──────── TEXT SECTION

Certified Copy – Maybe I’ve been watching Abbas Kiarostami all wrong, because nothing in Taste of Cherry, The Wind Will Carry Us or Close-Up prepared me for how simply funny this film is. Or maybe those films are exceptions in the career of a world class romantic comedy filmmaker. Anyway, Juliette Binoche (who somehow looks better now than she did 20 years ago, which just isn’t fair) plays a woman who invites a writer out for the afternoon as she liked his book (though parts annoyed her) and presumably because she likes him (William Schimell, he looks almost but not exactly like David Strathairn). His book is about how copies of art objects are just as valuable as the originals, because what gives art value is our relationship to it, what we see in it, and not anything inherit in the object itself. They argue about that for awhile, and eventually start to pretend to be married when they meet other people (the film’s set in Tuscany, and Binoche acts in three languages (French, Italian and English) while Schimel speaks French and English). The arguments they have as a “married” couple achieve enough reality that the audience is invited to wonder if they really are married after all, and their earlier scenes of not knowing each other the pretense. Of course, if we accept the premise of the book, it doesn’t matter: the only thing that’s important is what we as the audience take from it, how we relate it to our own lives. For me, it was funny for most of the time, as the various arguments and rhetorical strategies were not entirely unfamiliar. But that comedy is leavened by more than a little heartbreak. It’s a weird romance, but a pretty much perfect one. If I wanted to be really succinct, I’d say it’s Before Sunset for grownups. But, really it’s even better than that.

────────────────
──────── PROVIDED MATERIAL

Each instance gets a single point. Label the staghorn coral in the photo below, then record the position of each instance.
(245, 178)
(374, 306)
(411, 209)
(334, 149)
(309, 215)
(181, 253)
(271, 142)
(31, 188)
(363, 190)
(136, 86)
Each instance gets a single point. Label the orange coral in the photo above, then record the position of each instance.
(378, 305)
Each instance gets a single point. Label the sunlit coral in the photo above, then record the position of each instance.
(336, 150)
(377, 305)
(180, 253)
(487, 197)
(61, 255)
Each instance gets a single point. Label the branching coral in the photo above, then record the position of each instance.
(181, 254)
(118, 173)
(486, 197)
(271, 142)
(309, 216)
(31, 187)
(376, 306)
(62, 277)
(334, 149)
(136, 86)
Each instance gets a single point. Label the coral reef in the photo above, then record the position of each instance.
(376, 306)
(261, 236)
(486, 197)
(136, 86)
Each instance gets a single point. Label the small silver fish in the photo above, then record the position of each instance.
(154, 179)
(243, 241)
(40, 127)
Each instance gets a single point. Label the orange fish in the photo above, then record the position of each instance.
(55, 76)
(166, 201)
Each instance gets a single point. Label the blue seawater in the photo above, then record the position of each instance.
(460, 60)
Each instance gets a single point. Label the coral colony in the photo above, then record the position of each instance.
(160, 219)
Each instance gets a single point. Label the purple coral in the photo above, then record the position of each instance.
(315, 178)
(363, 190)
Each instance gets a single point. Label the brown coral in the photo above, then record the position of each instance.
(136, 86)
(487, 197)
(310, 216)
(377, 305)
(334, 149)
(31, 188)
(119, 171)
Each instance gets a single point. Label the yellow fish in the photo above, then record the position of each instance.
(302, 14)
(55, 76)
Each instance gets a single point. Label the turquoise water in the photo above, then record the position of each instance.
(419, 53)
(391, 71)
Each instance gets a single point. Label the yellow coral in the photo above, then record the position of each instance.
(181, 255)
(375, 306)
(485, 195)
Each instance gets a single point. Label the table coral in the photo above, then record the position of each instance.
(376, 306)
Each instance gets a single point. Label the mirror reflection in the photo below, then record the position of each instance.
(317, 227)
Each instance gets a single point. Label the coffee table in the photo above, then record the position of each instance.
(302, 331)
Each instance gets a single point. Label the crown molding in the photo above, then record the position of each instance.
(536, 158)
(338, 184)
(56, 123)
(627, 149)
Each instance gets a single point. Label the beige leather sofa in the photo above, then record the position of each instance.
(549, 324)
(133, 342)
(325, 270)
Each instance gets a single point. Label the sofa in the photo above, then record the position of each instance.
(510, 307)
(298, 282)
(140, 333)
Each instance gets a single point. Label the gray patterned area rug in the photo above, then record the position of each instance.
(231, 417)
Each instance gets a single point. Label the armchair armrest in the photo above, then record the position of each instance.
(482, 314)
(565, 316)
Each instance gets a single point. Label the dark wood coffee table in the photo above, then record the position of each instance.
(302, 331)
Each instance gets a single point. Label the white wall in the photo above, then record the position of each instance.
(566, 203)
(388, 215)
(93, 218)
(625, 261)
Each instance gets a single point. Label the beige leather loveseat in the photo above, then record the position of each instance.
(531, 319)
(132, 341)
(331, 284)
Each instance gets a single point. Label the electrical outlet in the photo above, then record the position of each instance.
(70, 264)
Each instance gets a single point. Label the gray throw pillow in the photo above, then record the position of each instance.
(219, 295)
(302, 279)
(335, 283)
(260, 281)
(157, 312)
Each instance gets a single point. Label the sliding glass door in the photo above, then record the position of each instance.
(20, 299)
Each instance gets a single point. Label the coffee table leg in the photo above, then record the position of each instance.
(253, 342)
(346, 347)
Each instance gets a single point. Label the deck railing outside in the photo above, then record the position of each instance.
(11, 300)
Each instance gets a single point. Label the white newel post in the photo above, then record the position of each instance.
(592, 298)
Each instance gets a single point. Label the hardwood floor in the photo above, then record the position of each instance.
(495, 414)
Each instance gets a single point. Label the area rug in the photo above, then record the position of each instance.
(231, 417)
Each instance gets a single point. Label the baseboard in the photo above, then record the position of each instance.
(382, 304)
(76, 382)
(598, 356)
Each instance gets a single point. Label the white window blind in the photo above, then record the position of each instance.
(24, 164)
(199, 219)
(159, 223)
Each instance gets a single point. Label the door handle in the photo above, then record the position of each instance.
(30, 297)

────────────────

§ **REQUIRED TASKS**:
A. List every film title mentioned in the Certified Copy review.
B. Answer these questions from the Certified Copy review:
(i) In what region is the film set?
(ii) Which actor does the man playing the writer almost resemble?
(iii) According to the writer's book, what gives art its value?
C. Extend the Certified Copy review by writing what comes after its last sentence.
The entries have nothing to do with the review of Certified Copy.

§ **PER-TASK ANSWERS**:
A. Certified Copy, Taste of Cherry, The Wind Will Carry Us, Close-Up, Before Sunset

B.
(i) Tuscany.
(ii) David Strathairn.
(iii) Our relationship to it and what we see in it, not anything in the object itself.

C.
VIFF ’10: Day Seven
The Strange Case of Angelica – Eccentricities of a Blond-Hair Girl was one of my favorites at last year’s festival, and while this year’s Manoel de Oliveira film isn’t as gemlike as that one, it’s still pretty good. A young man who dabbles in photography is called upon to take the picture of the recently deceased Angelica, who has the unfortunate habit of smiling at him when she’s supposed to be dead. Both her corpse and later her image appear to move, and when she takes a ghostlike form (taking Isaac on a flight more than a little reminiscent of Superman and Lois Lane), Isaac falls in crazy obsessive love with her. In the middle of the film, there’s what appears to be an attempt to explain all of this with quantum physics and antimatter, but it doesn’t make a whole lot of sense. But then again, neither do the religious explanations (Isaac keeps repeating some lines about angels before and after meeting Angelica). While Eccentricities was a perfect little anecdote about love gone wrong, this is a much more mysterious, weird and even goofy film. The best part about it is also one of the best things about Eccentricities: both films seem to exist in technology, environment and social habits in a world that isn’t quite the present, nor is it the past. They’re not so much outside of time, but take place across the span of the whole of the 20th Century at once.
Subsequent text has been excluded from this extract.